EXCERPT TO READ:
------------------------------------------------------------

The flowering scape is 40–250 mm long, striated and glabrous, with a smaller leaf clasping its base. The sheath enclosing the flowers is lance-shaped, 25–45 mm long, green to pale brown. The petal-like sepals are pale violet to blue-violet, egg-shaped with the narrower end towards the base, 12–23 mm long and 10–14 mm wide with a thickened midvein and the stamens have filaments 2–3 mm long joined for most of their length and the anthers are a similar length. Flowering occurs from August to December and the fruit is a cylindrical capsule 25–30 mm long containing black seeds about 2.5 mm long.

Leaf colour and width and the characteristics of the flowers varies even in the one location. In some coastal areas, the flowering scape may be less than 80 mm long.

== Taxonomy ==
This species was first formally described in 1805 by Jacques Labillardière who gave it the name Genosiris fragilis in his Novae Hollandiae Plantarum Specimen. In 1906, Paul Ascherson and Paul Graebner changed the name to Patersonia fragilis in their book, Synopsis der Mitteleuropaischen. The specific epithet (fragilis) means "brittle" or "fragile".

==Distribution and habitat==
Swamp iris is endemic to eastern Australia and occurs from Kangaroo Island in the south-east of South Australia, through southern Victoria, northern and eastern Tasmania, the Southern Tablelands of New South Wales, and south-eastern Queensland. It grows in heath, including wet heathland and wallum heathland.

== Life cycle ==
P. fragilis reproduces through bee pollination. Unlike the zygomorphic yellow flowers, according to the study by Faegri and van der Pijl, purple zygomorphic flowers less commonly attract bees. This problem is highlighted by the unique characteristic of yellow flowers that provides nectar guides, which outline a path for bees to squeeze through to obtain the nectar. Being a flowering plant, P. fragilis follows the same process of pollination and fertilisation in continuation of the life cycle of the plant.

------------------------------------------------------------

DATA:
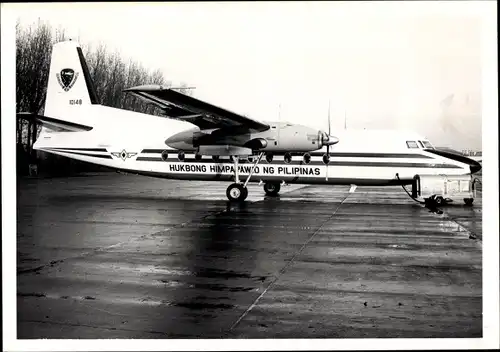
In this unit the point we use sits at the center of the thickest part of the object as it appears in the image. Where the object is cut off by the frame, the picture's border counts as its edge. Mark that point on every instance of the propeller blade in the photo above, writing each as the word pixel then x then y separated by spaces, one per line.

------------------------------------------------------------

In the swamp iris text, copy the part between "The flowering scape is" and "2.5 mm long.", inclusive, and substitute "seed pod" for "capsule".

The flowering scape is 40–250 mm long, striated and glabrous, with a smaller leaf clasping its base. The sheath enclosing the flowers is lance-shaped, 25–45 mm long, green to pale brown. The petal-like sepals are pale violet to blue-violet, egg-shaped with the narrower end towards the base, 12–23 mm long and 10–14 mm wide with a thickened midvein and the stamens have filaments 2–3 mm long joined for most of their length and the anthers are a similar length. Flowering occurs from August to December and the fruit is a cylindrical seed pod 25–30 mm long containing black seeds about 2.5 mm long.